__WHAT TO WORK ON__
Reproduce each row below verbatim, leaving none out.

__Stored dataset items__
*****
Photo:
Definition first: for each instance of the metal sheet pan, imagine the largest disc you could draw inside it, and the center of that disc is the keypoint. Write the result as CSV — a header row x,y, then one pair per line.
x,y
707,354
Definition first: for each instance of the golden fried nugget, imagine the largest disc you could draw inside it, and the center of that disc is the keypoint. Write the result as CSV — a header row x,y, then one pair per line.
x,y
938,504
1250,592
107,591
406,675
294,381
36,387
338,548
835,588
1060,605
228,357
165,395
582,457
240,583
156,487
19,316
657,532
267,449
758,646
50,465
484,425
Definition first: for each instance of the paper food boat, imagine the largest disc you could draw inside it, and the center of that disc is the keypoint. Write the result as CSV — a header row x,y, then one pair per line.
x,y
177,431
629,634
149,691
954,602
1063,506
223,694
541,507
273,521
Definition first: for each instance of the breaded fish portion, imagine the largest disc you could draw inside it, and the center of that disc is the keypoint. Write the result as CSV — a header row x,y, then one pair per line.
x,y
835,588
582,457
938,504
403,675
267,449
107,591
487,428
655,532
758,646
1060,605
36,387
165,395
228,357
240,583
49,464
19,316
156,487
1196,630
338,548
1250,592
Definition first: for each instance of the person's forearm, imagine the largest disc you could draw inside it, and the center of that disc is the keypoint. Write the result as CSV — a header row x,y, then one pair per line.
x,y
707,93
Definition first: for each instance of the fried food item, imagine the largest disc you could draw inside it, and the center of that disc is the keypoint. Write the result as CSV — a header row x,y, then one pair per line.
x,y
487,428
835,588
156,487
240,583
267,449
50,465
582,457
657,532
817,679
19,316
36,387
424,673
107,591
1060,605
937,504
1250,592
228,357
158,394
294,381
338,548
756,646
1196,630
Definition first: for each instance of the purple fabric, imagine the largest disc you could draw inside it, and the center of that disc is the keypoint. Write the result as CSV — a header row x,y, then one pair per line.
*****
__FINISHED ANSWER__
Photo:
Definition first: for each instance of the metal sheet pan, imagine the largest disc you could draw inside it, and the center of that disc is the keypoint. Write the result as CSV — a header row x,y, then one pair per line.
x,y
707,354
Definition first: for each instance of the golden fried nugget, imagine the largest disc you could draw inside it, and the center of that disc is the keypoint. Write the result as CSV — a header row x,y, then one pair per line.
x,y
938,504
1250,592
107,591
406,675
294,381
36,387
338,548
835,588
1060,605
228,357
165,395
582,457
240,583
156,487
19,316
657,532
267,449
758,646
50,465
484,425
Definition first: for each instance of the paper food boat, imagine the largest disc you could draw inside it, and the center of that disc is the keypoint. Write the result as CSV — a header row x,y, then one pair per line.
x,y
177,431
629,634
149,691
954,602
1063,506
223,694
541,507
273,521
Definition first: for each instance of the breaded fish portion, imagine the largest disc you could draw inside it, and the center of that disc is the keypoint. Write the result as CSV — a header row x,y, then one pair per line.
x,y
835,588
582,457
938,504
403,675
267,449
107,591
487,428
655,532
758,646
1060,605
36,387
165,395
228,357
240,583
49,464
19,316
156,487
1196,630
338,548
1250,592
Definition first: for each instance of the person's forearm, imagine the largest disc you could draw inside it, and the center of that disc is the keypoint. Write the result as CSV — a header row x,y, then one pair per line.
x,y
707,93
Definition first: for each instance of the fried food item, imagine the largest disc you could draw inside it, and the center of that disc is the keypoint. Write the result as CSV — a header row x,y, then one pair per line.
x,y
487,428
835,588
156,487
240,583
267,449
50,465
582,457
657,532
817,679
19,316
36,387
424,673
107,591
1060,605
937,504
1250,592
228,357
158,394
294,381
338,548
756,646
1196,630
Definition first: for each instance of the purple fabric, imagine the largest disc you could draw inside it, and the center of that disc is the keypoint. Write the result as CSV — a header row x,y, then one pair per line.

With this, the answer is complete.